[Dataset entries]
━━━━━━

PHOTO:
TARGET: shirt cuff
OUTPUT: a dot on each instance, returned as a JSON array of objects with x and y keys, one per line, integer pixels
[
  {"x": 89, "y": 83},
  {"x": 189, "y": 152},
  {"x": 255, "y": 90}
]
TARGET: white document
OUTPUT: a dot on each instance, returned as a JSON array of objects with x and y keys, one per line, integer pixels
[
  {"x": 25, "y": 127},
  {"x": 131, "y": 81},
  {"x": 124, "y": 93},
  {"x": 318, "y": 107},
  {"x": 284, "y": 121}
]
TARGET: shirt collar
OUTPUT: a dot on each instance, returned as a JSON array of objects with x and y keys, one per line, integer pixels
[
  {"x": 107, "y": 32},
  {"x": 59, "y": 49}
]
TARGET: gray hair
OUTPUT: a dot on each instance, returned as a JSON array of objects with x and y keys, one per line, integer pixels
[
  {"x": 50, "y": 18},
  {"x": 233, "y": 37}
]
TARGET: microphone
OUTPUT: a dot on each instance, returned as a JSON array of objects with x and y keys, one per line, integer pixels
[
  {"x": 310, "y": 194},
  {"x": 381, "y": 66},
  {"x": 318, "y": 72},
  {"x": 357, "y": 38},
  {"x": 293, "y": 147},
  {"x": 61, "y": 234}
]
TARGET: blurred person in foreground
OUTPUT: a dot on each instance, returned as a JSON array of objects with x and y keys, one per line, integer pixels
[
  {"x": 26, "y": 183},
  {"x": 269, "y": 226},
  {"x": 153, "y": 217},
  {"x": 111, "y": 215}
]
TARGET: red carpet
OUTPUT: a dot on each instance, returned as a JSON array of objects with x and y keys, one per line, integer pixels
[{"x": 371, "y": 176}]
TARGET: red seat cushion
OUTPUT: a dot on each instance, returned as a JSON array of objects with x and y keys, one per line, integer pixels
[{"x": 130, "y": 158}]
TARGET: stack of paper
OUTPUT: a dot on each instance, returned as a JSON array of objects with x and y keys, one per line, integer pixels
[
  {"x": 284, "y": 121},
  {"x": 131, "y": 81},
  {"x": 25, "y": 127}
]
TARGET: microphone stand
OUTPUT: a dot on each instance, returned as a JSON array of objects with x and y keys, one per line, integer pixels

━━━━━━

WHAT THE TASK REQUIRES:
Only lines with the word "TARGET" count here; copy every one from the records.

TASK OUTPUT:
TARGET: shirt cuff
TARGET: white document
TARGET: shirt collar
TARGET: gray hair
TARGET: microphone
TARGET: blurred person in foreground
TARGET: red carpet
TARGET: red seat cushion
TARGET: stack of paper
TARGET: microphone stand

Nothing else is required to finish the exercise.